(Referring expression data)

________

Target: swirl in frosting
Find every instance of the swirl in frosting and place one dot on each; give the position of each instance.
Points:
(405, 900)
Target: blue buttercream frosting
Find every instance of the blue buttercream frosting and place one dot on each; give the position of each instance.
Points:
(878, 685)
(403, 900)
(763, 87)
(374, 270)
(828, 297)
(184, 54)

________

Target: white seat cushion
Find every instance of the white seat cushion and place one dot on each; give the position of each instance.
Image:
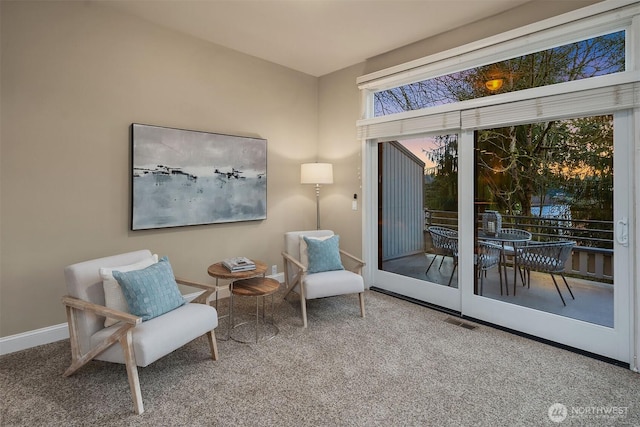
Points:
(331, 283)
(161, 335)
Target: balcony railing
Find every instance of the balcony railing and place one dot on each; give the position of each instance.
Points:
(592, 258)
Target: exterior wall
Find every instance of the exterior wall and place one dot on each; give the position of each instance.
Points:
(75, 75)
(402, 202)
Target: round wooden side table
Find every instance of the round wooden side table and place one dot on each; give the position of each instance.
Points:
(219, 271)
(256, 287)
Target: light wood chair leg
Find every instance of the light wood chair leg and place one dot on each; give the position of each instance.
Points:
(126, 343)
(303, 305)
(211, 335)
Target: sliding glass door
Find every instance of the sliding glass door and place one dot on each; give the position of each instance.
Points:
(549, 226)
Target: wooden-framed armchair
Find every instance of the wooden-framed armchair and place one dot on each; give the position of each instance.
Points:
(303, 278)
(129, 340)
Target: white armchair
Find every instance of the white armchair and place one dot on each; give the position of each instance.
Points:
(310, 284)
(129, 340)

________

REQUIRED ACTION:
From the records above, write out exactly the lines that begin at the line with "Target: white seat cushion" and end at the line with "Target: round wooden side table". Pictures must not appear in the output.

RESPONSE:
Target: white seat cushion
Find every instance of the white seat cushion and place one dot on each; give the position of each instance.
Image:
Points:
(331, 283)
(161, 335)
Target: balcony railing
Find every instance of the balcony railing and place one dot on each; give the position of each instance.
Points:
(592, 258)
Target: exterior wall
Find every instance of the exterior wall and place one dot on each; give the position of each instance.
Points:
(75, 75)
(402, 202)
Target: round wooden side table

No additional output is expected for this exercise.